**Required work:** Gather every line below that contains the word "desk", and copy each one.

**Material to process:**
──────────
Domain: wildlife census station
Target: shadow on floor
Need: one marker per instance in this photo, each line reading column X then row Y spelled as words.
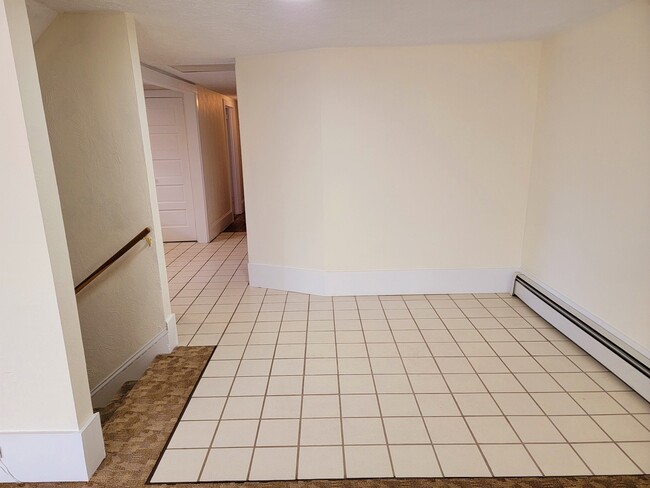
──────────
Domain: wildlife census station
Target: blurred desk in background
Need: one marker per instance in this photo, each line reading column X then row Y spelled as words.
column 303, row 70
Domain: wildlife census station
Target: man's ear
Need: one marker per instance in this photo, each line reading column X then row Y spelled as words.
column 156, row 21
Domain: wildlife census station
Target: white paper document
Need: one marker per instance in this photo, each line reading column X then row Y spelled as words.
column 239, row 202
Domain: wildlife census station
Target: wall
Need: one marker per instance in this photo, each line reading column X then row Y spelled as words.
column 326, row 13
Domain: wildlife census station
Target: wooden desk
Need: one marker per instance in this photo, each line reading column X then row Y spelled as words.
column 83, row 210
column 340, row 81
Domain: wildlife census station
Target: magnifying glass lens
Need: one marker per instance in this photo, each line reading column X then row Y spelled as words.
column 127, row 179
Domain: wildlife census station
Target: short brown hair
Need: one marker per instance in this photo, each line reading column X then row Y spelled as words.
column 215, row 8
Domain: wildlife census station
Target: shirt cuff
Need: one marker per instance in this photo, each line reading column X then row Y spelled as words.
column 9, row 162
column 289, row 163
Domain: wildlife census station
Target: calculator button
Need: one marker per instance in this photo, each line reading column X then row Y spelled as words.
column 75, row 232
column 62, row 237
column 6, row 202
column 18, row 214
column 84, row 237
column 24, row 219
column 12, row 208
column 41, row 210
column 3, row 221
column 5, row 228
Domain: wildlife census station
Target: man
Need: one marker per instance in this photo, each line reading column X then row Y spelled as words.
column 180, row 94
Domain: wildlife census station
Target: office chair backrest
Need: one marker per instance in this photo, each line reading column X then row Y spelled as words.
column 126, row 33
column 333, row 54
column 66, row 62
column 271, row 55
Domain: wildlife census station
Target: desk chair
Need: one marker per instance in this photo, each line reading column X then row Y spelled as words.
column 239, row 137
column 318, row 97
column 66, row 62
──────────
**Output:**
Target: blurred desk in background
Target: wooden desk
Target: desk chair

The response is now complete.